[Referring expression data]
::::::::::

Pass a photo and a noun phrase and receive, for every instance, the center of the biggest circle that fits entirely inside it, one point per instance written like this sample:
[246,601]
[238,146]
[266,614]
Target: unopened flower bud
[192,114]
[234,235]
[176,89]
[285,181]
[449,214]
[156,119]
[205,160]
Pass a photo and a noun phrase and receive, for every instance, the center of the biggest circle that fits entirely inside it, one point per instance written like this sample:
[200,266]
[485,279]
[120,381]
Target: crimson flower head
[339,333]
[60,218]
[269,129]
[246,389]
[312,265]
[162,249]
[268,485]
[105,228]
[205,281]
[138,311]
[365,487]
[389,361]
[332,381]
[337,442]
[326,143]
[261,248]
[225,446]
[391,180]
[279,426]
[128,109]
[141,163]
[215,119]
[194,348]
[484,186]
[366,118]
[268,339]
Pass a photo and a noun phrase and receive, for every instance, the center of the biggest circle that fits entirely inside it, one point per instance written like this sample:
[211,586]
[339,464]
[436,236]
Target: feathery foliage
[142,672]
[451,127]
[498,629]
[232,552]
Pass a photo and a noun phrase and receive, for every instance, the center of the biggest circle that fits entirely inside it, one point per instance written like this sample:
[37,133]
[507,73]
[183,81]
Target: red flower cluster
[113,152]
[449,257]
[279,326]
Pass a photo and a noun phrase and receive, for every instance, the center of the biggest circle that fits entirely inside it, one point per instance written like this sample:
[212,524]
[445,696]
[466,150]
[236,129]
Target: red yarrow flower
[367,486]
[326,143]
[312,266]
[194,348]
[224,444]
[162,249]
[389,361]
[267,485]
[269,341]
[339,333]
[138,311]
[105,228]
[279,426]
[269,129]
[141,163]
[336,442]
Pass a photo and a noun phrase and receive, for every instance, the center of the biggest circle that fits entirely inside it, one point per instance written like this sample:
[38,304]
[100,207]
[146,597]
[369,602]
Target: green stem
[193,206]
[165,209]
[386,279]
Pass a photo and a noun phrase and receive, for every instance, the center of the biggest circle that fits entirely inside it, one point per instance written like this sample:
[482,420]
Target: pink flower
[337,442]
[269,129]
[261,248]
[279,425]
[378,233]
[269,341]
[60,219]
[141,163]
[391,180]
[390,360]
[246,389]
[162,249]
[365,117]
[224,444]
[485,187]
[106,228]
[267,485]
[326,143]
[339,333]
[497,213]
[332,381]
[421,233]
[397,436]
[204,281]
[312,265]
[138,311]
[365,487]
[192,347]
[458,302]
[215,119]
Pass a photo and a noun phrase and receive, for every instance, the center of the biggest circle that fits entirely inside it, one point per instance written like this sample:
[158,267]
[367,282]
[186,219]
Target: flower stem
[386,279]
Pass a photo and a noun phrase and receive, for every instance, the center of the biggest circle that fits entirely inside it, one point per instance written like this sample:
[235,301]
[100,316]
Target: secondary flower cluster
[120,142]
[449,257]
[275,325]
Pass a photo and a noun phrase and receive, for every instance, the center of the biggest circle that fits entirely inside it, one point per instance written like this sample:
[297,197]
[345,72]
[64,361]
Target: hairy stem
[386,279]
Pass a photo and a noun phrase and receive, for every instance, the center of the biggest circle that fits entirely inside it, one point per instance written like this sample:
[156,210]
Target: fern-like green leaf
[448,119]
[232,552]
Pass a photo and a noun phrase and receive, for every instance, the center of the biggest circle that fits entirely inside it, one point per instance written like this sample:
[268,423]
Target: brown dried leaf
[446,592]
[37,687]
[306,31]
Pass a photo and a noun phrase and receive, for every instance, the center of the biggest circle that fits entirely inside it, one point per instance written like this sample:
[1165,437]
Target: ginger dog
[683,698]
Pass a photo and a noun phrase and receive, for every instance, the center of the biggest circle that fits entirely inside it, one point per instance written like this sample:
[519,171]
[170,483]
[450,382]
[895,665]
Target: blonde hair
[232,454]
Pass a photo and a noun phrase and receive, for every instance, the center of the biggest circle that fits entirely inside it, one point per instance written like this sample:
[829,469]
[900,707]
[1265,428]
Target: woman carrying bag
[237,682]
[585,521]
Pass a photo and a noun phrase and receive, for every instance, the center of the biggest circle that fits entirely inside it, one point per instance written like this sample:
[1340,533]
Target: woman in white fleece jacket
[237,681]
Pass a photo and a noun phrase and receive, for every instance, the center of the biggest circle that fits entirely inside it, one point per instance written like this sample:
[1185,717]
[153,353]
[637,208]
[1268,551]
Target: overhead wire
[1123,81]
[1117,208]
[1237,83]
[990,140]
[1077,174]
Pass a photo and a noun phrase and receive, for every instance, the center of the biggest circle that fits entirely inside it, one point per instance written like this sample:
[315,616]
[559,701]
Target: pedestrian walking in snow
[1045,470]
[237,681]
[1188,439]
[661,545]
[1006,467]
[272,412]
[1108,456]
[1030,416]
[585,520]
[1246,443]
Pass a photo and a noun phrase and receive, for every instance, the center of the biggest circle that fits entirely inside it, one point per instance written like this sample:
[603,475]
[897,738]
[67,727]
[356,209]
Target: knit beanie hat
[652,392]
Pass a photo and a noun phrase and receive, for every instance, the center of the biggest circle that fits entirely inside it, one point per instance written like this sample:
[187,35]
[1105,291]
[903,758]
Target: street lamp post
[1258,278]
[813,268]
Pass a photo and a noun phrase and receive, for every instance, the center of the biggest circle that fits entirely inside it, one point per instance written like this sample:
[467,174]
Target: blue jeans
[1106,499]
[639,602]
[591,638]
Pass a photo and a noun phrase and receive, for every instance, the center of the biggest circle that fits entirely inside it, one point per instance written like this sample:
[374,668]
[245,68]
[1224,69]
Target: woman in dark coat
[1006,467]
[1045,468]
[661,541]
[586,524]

::::::::::

## [WHAT TO PRODUCE]
Please repeat each line above exactly.

## [ANSWER BOX]
Pass a photo and a noun phrase and receive, for every instance, the center of the biggest circle that fits entirely inside it, one point per instance written like this sample:
[246,601]
[238,146]
[266,614]
Target: unopened flower bud
[192,114]
[234,235]
[176,89]
[285,181]
[449,214]
[156,119]
[205,160]
Pass a photo and a noun phrase and receive, for every instance, the center of the biggest circle that fits entirely inside it, one point per instance written like this sample:
[200,266]
[485,279]
[120,381]
Target: crimson flower head
[339,333]
[60,218]
[269,129]
[246,389]
[312,265]
[162,249]
[268,485]
[105,228]
[205,281]
[138,311]
[365,487]
[389,361]
[332,381]
[337,442]
[326,143]
[261,248]
[225,446]
[391,180]
[279,426]
[128,109]
[141,163]
[215,119]
[194,348]
[484,186]
[366,118]
[268,339]
Pass a photo and a noun phrase and receive, for every instance, the center of the biggest circle that fits entirely inside it, one point per instance written like this sample:
[211,586]
[339,464]
[436,236]
Target: feathery foliage
[142,672]
[451,127]
[498,629]
[232,552]
Pass a photo and a noun phrase and receive, for every instance, the center of the biggest circle that fits entirely inside it, one point per instance written like this sample:
[37,133]
[507,73]
[183,81]
Target: red flower cluster
[113,152]
[449,257]
[279,326]
Pass a photo and a noun phrase and receive, for every instance, the center of the biggest circle that fits entirely inside it, one point per instance written like this sample:
[212,524]
[445,696]
[466,150]
[236,129]
Target: red yarrow flower
[367,486]
[326,143]
[312,266]
[194,348]
[224,444]
[162,249]
[389,361]
[267,485]
[269,341]
[339,333]
[138,311]
[105,228]
[279,426]
[269,129]
[141,163]
[336,442]
Pass a photo and a noun phrase and receive, for every instance, the center of the biggest circle that fits entirely inside it, one point per instance written like this sample:
[38,304]
[100,207]
[146,597]
[369,602]
Target: green stem
[193,206]
[165,209]
[386,279]
Pass a photo and a noun phrase and receive, for every instance, the center of the biggest circle that fits entirely inside it, one point per instance written like this sample:
[482,420]
Target: pink flower
[337,442]
[269,129]
[261,248]
[279,425]
[378,233]
[269,341]
[60,219]
[141,163]
[391,180]
[390,360]
[246,389]
[162,249]
[365,117]
[224,444]
[485,187]
[106,228]
[267,485]
[326,143]
[339,333]
[497,213]
[332,381]
[421,233]
[397,436]
[204,281]
[312,265]
[138,311]
[365,487]
[192,347]
[458,302]
[215,119]
Pass a photo and a noun phrase and receive, for every instance, the center of the biggest circle that fits entirely inside it, one point per instance written like this sample:
[158,267]
[367,282]
[186,219]
Target: flower stem
[386,279]
Pass a photo and a noun phrase and receive, for every instance, the center of the biggest circle that fits entirely inside it, one point per instance written like this sample:
[235,301]
[100,316]
Target: secondary flower cluster
[120,142]
[449,257]
[275,325]
Pass a photo and a noun phrase and receive, for every instance, the center of the biggest circle that fits entirely inside it, one point per instance written like this sample:
[297,197]
[345,72]
[64,361]
Target: hairy stem
[386,279]
Pass a photo and a noun phrase and receive, for every instance, the center of the biggest circle that fits entirely inside it, one point per instance written like this sample:
[156,210]
Target: fern-like green leaf
[448,119]
[232,552]
Pass a photo and a noun phrase and receive, for every instance, the center of the biggest circle that fits entirely inside it, one point per instance written like this sample:
[268,423]
Target: brown dried leaf
[446,592]
[37,687]
[306,31]
Pass a photo and a noun phrase and receive, for every instance, the center of the biggest circle that fits entirely inside it, one point per instance written like this sample:
[1165,437]
Target: ginger dog
[683,698]
Pass a photo and a noun phrase and receive, for every instance, the center of the biggest circle that fits entirely inside it, one point per instance written like this sample:
[519,171]
[170,483]
[450,382]
[895,665]
Target: blonde hair
[232,454]
Pass a photo and a noun phrase and receive, for every instance, the center of the biggest circle that fits entirely inside it, one point per instance written like this sample:
[829,469]
[900,707]
[1265,428]
Target: woman carrying bag
[237,682]
[585,521]
Pass a photo and a noun phrase and receive, for every instance, the center of the biggest circle that fits entirely inside it, one point per instance written like this sample:
[1340,533]
Target: woman in white fleece jacket
[237,681]
Pass a photo and a noun phrase and receive, for every instance, the center of the biggest circle that fits entirely inside it, one point per instance written like this sample:
[1185,717]
[153,353]
[637,208]
[1268,551]
Target: overhead wire
[1123,81]
[1117,208]
[1237,83]
[990,140]
[1077,174]
Pass a photo and a noun phrase and receive, for every instance, the center of the biggest circle that fits entirely inside it, one point per instance written like this sample:
[315,616]
[559,701]
Target: pedestrian walking in snow
[1045,470]
[237,681]
[1188,439]
[661,545]
[1006,467]
[272,412]
[1108,456]
[1030,416]
[585,520]
[1246,443]
Pass a photo and a noun phrase and receive, for every instance, the center of the biggest circle that fits entirely inside it, one point per instance written like this sample:
[603,475]
[897,738]
[67,727]
[356,209]
Target: knit beanie hat
[652,392]
Pass a photo and a noun phrase and receive, for every instance, the center of the biggest circle that fits entirely inside it, one point per instance written like this sample:
[187,35]
[1105,291]
[903,758]
Target: street lamp post
[1258,278]
[813,268]
Pass a photo and a noun phrase and receive, for every instance, the center of the biggest circle that fits entirely inside it, one point per instance written like this sample:
[467,174]
Target: blue jeans
[1106,499]
[639,602]
[591,638]
Pass a photo and a noun phrase and receive, for every instance, the center of the biggest circle that fits entirely inside it, one point per instance written like this sample:
[374,668]
[245,68]
[1224,69]
Target: woman in dark coat
[1006,467]
[1045,468]
[661,541]
[586,524]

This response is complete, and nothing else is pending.